**Stated task**
Arrange every one of the records below as a two-column CSV with the header row input,output, giving one row per record with its text and its answer. Put each value in a single quoted field and replace any line breaks with spaces.

**Entries taken from a collection**
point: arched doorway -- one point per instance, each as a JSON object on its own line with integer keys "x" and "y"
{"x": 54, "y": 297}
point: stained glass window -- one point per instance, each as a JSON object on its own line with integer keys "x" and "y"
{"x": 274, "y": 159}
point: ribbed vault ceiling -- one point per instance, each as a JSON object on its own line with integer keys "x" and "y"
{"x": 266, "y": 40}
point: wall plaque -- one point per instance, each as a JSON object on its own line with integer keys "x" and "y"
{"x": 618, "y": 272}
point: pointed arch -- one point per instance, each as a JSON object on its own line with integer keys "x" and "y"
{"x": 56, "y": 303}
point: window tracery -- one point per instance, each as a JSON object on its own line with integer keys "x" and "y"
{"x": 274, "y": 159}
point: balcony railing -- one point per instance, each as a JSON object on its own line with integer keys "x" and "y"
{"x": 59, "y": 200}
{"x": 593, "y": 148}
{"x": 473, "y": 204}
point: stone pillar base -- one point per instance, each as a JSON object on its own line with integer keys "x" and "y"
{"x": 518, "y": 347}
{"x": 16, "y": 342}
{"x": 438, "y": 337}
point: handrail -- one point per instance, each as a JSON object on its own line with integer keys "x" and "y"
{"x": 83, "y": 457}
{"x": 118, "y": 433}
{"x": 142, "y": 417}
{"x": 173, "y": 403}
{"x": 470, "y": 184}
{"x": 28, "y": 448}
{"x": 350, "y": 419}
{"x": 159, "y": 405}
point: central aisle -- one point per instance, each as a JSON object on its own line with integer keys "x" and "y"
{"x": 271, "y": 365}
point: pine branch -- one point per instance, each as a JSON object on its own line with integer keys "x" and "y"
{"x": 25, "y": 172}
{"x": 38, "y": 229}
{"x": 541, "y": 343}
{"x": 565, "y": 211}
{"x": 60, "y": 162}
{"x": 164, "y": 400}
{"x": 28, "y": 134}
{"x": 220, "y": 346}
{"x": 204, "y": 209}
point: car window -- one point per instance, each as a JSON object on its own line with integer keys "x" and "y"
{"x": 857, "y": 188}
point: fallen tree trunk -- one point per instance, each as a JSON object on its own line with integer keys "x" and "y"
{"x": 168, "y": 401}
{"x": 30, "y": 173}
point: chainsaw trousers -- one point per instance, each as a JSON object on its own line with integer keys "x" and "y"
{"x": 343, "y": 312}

**The reply**
input,output
"point: arched doorway -- one point per instance, each as a JSON object on its own line with integer keys ""x"" and ""y""","{""x"": 54, ""y"": 297}"
"point: stained glass window -- one point per instance, each as a JSON object on its own line with integer keys ""x"" and ""y""","{""x"": 274, ""y"": 159}"
"point: ribbed vault ceiling -- one point per instance, each as a JSON object on its own line with integer keys ""x"" and ""y""","{""x"": 266, ""y"": 40}"
"point: wall plaque -- one point per instance, each as a JSON object on its own line with integer keys ""x"" and ""y""","{""x"": 618, ""y"": 272}"
"point: pointed arch -- one point per instance, each as a JSON object on its own line with integer keys ""x"" and ""y""","{""x"": 56, ""y"": 303}"
"point: window tracery -- one point per instance, each as a JSON object on its own line with integer keys ""x"" and ""y""","{""x"": 274, ""y"": 159}"
"point: balcony railing -- one point per instance, each as a JSON object on its own line with integer keys ""x"" and ""y""","{""x"": 59, ""y"": 200} {""x"": 593, ""y"": 148} {""x"": 473, ""y"": 204}"
"point: stone pillar base -- one point per instance, each as a JSON object on its own line with integer keys ""x"" and ""y""","{""x"": 518, ""y"": 347} {""x"": 16, ""y"": 342} {""x"": 438, ""y"": 337}"
"point: handrail -- one point per instance, each as a JSON object on its own line with integer keys ""x"" and ""y""","{""x"": 83, ""y"": 457} {""x"": 118, ""y"": 433} {""x"": 142, ""y"": 417} {""x"": 173, ""y"": 403} {""x"": 470, ""y"": 184} {""x"": 28, ""y"": 448} {""x"": 350, ""y"": 419} {""x"": 159, ""y"": 405}"
"point: central aisle -- one point per instance, each as a JSON object on its own line with integer keys ""x"" and ""y""","{""x"": 271, ""y"": 365}"
"point: pine branch -- one point per instance, each as a JSON object on its own line with integer keys ""x"" and ""y""","{""x"": 25, ""y"": 172} {""x"": 38, ""y"": 229} {""x"": 541, ""y"": 343} {""x"": 565, ""y"": 211} {""x"": 60, ""y"": 162} {""x"": 164, ""y"": 400} {""x"": 28, ""y"": 134} {""x"": 220, ""y"": 346} {""x"": 204, ""y"": 209}"
"point: car window -- one point per instance, each as a JSON object on its own line with integer keys ""x"" and ""y""","{""x"": 857, ""y"": 188}"
"point: fallen tree trunk -- one point per instance, each as a JSON object on its own line with integer keys ""x"" and ""y""","{""x"": 168, ""y"": 401} {""x"": 30, ""y"": 173}"
"point: chainsaw trousers -- one point per instance, each as a JSON object on its own line with integer keys ""x"" and ""y""","{""x"": 343, ""y"": 312}"